| YOUR OBJECTIVE |
Without the pictures, copy the entries below word for word.

[DATA EXTRACT Boundary: Start]

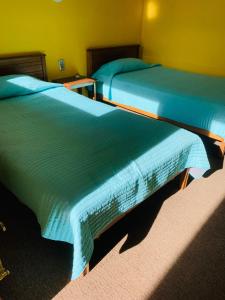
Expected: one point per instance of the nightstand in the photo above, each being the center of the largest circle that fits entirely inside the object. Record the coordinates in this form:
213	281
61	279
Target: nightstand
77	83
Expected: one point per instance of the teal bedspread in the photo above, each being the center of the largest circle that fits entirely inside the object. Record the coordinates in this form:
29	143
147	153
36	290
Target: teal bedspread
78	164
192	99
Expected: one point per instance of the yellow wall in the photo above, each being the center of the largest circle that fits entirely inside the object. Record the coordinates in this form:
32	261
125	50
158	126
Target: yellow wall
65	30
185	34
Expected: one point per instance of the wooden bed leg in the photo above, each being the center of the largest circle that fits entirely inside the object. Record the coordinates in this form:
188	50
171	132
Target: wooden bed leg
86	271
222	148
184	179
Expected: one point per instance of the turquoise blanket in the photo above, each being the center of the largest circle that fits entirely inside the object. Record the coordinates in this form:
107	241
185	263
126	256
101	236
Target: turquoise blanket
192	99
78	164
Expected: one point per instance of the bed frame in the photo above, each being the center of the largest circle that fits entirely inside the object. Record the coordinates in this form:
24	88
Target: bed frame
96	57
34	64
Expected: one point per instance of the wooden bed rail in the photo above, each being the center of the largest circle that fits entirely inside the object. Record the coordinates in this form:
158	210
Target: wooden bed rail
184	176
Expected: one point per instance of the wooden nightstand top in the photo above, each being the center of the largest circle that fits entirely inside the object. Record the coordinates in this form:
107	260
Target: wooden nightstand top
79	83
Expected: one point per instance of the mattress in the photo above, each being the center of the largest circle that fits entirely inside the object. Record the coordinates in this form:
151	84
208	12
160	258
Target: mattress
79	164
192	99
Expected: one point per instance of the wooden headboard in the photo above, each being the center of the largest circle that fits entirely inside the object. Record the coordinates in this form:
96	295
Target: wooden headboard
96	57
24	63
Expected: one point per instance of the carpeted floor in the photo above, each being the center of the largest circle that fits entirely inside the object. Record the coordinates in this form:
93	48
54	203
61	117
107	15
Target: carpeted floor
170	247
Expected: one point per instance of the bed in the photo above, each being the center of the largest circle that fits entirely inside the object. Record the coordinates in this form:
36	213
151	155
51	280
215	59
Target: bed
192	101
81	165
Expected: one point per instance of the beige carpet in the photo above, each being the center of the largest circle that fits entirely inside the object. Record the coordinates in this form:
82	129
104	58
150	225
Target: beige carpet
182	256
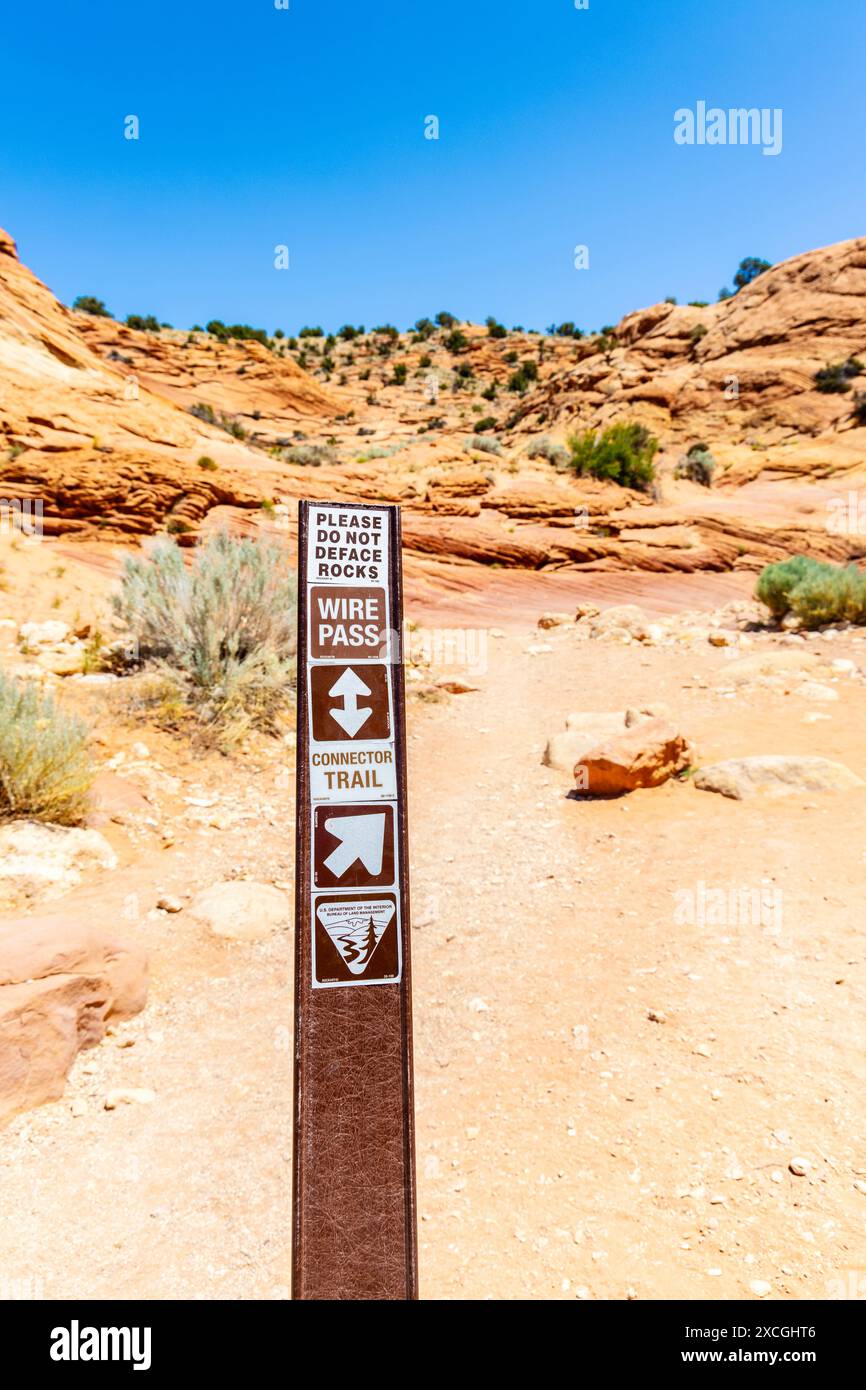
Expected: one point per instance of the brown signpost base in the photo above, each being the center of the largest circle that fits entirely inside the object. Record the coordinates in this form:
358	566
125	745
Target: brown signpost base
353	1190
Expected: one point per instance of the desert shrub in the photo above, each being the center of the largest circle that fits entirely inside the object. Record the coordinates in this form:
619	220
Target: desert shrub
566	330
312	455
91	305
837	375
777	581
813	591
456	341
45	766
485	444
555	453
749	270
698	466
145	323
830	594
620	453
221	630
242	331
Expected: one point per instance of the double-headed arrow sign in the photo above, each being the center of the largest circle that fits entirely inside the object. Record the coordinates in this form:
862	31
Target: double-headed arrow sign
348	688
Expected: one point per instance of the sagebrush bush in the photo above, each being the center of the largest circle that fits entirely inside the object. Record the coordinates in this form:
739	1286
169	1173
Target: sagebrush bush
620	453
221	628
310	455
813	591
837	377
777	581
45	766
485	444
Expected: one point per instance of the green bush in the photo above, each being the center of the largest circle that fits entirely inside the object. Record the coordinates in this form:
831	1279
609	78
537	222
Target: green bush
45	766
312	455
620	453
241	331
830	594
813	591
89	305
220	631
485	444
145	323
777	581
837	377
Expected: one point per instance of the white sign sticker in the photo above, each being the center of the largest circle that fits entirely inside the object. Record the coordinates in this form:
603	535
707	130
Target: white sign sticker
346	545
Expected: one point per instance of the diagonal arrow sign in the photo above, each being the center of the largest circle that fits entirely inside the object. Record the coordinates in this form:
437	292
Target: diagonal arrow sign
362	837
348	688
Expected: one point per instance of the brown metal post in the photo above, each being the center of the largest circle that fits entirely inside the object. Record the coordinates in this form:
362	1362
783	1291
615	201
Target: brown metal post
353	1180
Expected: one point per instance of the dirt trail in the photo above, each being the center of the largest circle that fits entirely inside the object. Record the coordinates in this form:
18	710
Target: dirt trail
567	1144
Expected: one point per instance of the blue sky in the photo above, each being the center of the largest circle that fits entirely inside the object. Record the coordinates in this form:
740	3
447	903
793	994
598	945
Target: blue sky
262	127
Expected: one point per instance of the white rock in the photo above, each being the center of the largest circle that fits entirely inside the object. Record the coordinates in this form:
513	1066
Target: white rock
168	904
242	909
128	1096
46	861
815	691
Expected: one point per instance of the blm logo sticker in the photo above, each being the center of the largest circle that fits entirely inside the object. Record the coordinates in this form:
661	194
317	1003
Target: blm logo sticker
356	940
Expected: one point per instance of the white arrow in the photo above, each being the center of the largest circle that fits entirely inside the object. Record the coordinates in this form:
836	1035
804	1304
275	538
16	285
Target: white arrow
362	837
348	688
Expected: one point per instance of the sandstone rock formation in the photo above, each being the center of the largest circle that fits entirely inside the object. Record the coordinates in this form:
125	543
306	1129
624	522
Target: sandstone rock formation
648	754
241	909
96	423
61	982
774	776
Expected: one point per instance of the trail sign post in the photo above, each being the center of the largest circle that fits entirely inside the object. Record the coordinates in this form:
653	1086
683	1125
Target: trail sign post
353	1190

[DATA EXTRACT Boundary: End]

| OUTPUT FOR THIS EXERCISE |
Expected: one point per instance of the nightstand in the photo above, each being the center of the largest circle that fits entirely inside the object. Record the coordinates in this form:
213	281
61	279
Target: nightstand
77	83
Expected: one point per instance of the teal bedspread in the photo above, each being the center of the largest circle that fits entirely inside the object. Record the coordinates in this form:
29	143
147	153
36	290
Target: teal bedspread
78	164
192	99
Expected: one point per instance of the yellow wall in the photo above, each being the center of the largest circle that fits entirely inside the object. Record the coordinates in this form:
32	261
125	50
158	126
Target: yellow wall
65	30
185	34
Expected: one point per instance of the wooden bed leg in the photo above, each being the center of the largest circle that fits entirely inside the object. Record the coordinates in this form:
188	50
171	132
Target: wooden bed leg
86	271
222	148
184	179
Expected: one point per instance of the turquoise blanket in the photo above, each being the center of the largest circle that fits entirely inside the object. Record the coordinates in this form:
107	241
185	263
126	256
101	236
Target: turquoise blanket
192	99
78	164
Expected: one point per instance of the bed frame in the photo above, each being the center of the largest circle that fits entirely inside the object. Record the coordinates in this form:
24	88
Target: bed frame
96	57
34	64
Expected: one point per instance of the wooden bed rail in the photo above, each being the center of the largest circle that fits entirely inside the object. Record the coordinates in this form:
158	210
Target: wooden bed rail
184	176
Expected: one point per instance of the wooden nightstand top in the photo above, each being the center of the largest circle that fits entirely inside the object. Record the coordinates in this form:
107	260
Target: wooden nightstand top
79	83
Expected: one point per instance of the mattress in the photo above, each being the center of the largest circle that fits entirely inside the object. Record the coordinates in this form:
151	84
208	12
160	258
Target: mattress
79	164
192	99
Expected: one point per instance of the wooden headboard in the photo above, each being the center of the largest circle that fits entirely inside the object. Record the coordinates in this form:
96	295
Target: wooden headboard
96	57
24	63
Expected: one point per instance of the carpeted floor in the photo above, each being the center of the largest circle that fits entirely inside the object. Record the coordinates in this form:
93	48
54	203
61	117
107	15
Target: carpeted floor
170	247
Expected: one point per instance of the bed in the photo above, each being the center of the largest circle that fits entirely inside the object. Record the coordinates in this form:
36	213
151	155
51	280
215	59
Target: bed
192	101
81	165
Expected: one point per instance of the beige carpet in the photo above, each being the center of the largest circle that fits entirely inside the object. Record the coordinates in this form:
82	129
104	58
150	225
Target: beige carpet
182	256
Expected: one point per instance of the brown signpost base in the photo above, each being the center of the largest circle that fits entirely inside the object. Record the coordinates in this form:
358	566
125	745
Target: brown signpost base
353	1190
Expected: one point per instance of the desert shrub in the photo above, each being the center of the largest circle that fits entirely inside the object. Record the coordinates in this form:
619	220
Target: desert shrub
566	330
312	455
91	305
837	375
777	581
813	591
456	341
45	766
485	444
555	453
749	270
698	466
145	323
830	594
620	453
221	630
242	331
Expected: one point per instance of the double-headed arrow sign in the photo above, each being the center of the largest circle that fits entirely inside the object. Record the coordinates in this form:
862	31
Target: double-headed arrow sign
348	688
Expected: one point per instance of the sagebrush bush in the photo above, each being the center of the largest circle that fits entirely inside the object. Record the coordinates in this form:
739	1286
169	1173
Target: sagebrush bush
620	453
221	628
310	455
813	591
837	377
777	581
45	766
485	444
Expected: one point per instance of the green bush in the photo above, each being the center of the largest circle that fits entirely inside the object. Record the coordinates in this form:
831	1279
609	78
537	222
Target: green bush
45	766
312	455
620	453
241	331
830	594
813	591
89	305
220	631
485	444
145	323
777	581
837	377
Expected: one point per instance of the white sign sticker in the photo above, each being the center of the largest circle that fits entirely inside the object. Record the coordinates in this form:
603	535
707	130
Target: white sign sticker
346	545
Expected: one point per instance of the diagonal arrow sign in the photo above, each being the center of the largest circle that fits entirely inside the object. Record the coordinates in this form:
437	292
Target: diagonal arrow sign
362	837
348	688
Expected: one point per instance of the brown metal post in the photo above, each being the center of the largest circle that fits entirely inside the object. Record the coordinates in this form:
362	1362
783	1291
615	201
Target: brown metal post
353	1180
Expected: one point per instance of the dirt trail in the photo above, each being the center of the largest circle that fits entirely inside the object. Record the coordinates in this form:
18	710
Target: dirt trail
567	1144
Expected: one point per instance of the blue sky in the photo above, each being the center of the largest circle that fits entirely inside the object. Record the coordinates in this form:
740	3
447	903
793	994
598	945
Target: blue sky
262	127
Expected: one point per instance of the white rock in the photo above, each being the center of the largest circle that fits entirely inside the object. Record the coordinates in this form:
513	1066
Target: white rock
168	904
242	909
128	1096
46	861
815	691
Expected: one point per instance of the blm logo sticker in the photo above, each being the center of the largest circle that fits entirely inside the object. Record the coordinates in this form:
661	194
317	1003
Target: blm logo sticker
356	940
Expected: one point per instance of the white arrow in the photo above, each being the center of the largest circle that fits entirely inside the object. Record the coordinates in this form:
836	1035
804	1304
275	538
16	285
Target: white arrow
362	837
348	688
Expected: one point per instance of the sandstone rock formation in the photo above, each being the center of the largest circle that fits entirely inside the object. Record the coordinates in this form:
125	543
306	1129
624	522
Target: sandstone rock formation
648	754
241	909
96	423
61	982
774	776
Expected: one point per instance of the trail sign post in the photo above, each being the center of the largest circle that fits entirely inside the object. Record the coordinates in this form:
653	1086
683	1125
Target: trail sign post
353	1190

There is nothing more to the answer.